> **Text**:

Had it yesterday.  Results are all normal--it was nothing.  Phew.

I want to feel like this surgery and all the changes it will precipitate will ultimately bring a sense of relief, despite the changes that come with it.  I have a lot of conversations with myself wondering when I'm ever going to start feeling like my life is a little more long-term.  I'm trying to conceptualize what it would be like to live into my 70s, or 80s, or 90s.  I don't know that I've ever thought in terms of growing into old age.  Not even into my 60s.

That bothers me.  Believe me, I do feel there is a lot to be gained by living in the present, but life also necessitates planning ahead and anticipating what may come.  And I'm happy with Olive and my boyfriend and want to plan for a future.  I want to figure out what I'd want that to look like.  I really want this surgery to feel like it has a tangible benefit, and I'm worried that things like this week are going to drag me back into this present survival mode when I'd rather leave it behind me.  It makes me feel weird and fatalistic and dramatic when things like this come up, and I don't know who to bring into my bubble of worry and when.

I also have a week of waiting post-surgery to see if the pathology shows anything in what they remove.  I'm still bracing myself for having to go down the road of a new cancer for now.  Dammit.  You can think it's not likely, and I agree, but neither was my first cancer.  I want to walk out of the hospital in 2 weeks leaving all the cancer worry behind me.  I'm hoping it will be much better, but I wish it was more magical than that.  It's something to keep carrying.

Maybe it'll feel a little lighter, though.

1 comment:

merry said...

> **Data shown**:
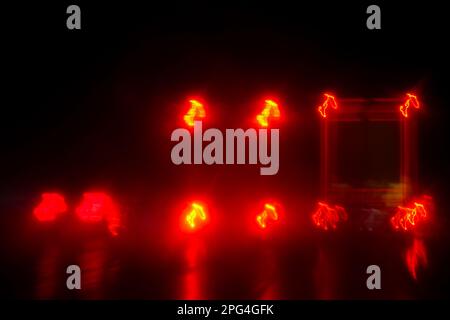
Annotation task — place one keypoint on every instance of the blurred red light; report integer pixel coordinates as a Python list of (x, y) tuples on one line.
[(269, 214), (195, 112), (270, 111), (411, 101), (330, 101), (98, 206), (408, 218), (50, 207), (195, 216), (327, 217)]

> **Assigned task 1**: Could you retype the part of the surgery post from "I also have" to "to keep carrying."?
> **Assigned task 2**: Would you extend the post about surgery and cancer worry, picking up where it stops?

> **Answer space 1**:
I also have a week of waiting post-surgery to see if the pathology shows anything in what they remove.  I'm still bracing myself for having to go down the road of a new cancer for now.  Dammit.  You can think it's not likely, and I agree, but neither was my first cancer.  I want to walk out of the hospital in 2 weeks leaving all the cancer worry behind me.  I'm hoping it will be much better, but I wish it was more magical than that.  It's something to keep carrying.

> **Answer space 2**:
First of all, ANY surgery is scary, even without the whole living into an old age thing. Add to that, all that you've been through in your lifetime already, and you have permission to feel apprehensive. Who knows what was going on with your eyes. Strange! But you got it checked out and all is OK. I have learned that once a person has cancer, whatever kind, every new pain or twitch or abnormalty becomes a reccurance in our heads! Every time I have a dull ache in my back or a sharper stab in my right breast or a spot of blood from you-know-where, the first thing I think is "The cancer is back!" I have a colonoscopy in June and already I'm certain the doc is going to find something! It's the nature of the beast, especially the beast that has already had to deal with Mr. CA. And that is when I remember that I'm not the one in charge. Have faith that you are doing what you need to do to be there for Olive and your new love. Have faith in your doctors and nurses. And have faith in your higher being. Go ahead and be scared and apprehensive, but know that you are a gift and you are loved by more people than you know, and all of us are praying for you. Unfortunately I won't be around to see you in your 80s and 90s!! I love you, Ms.Jen.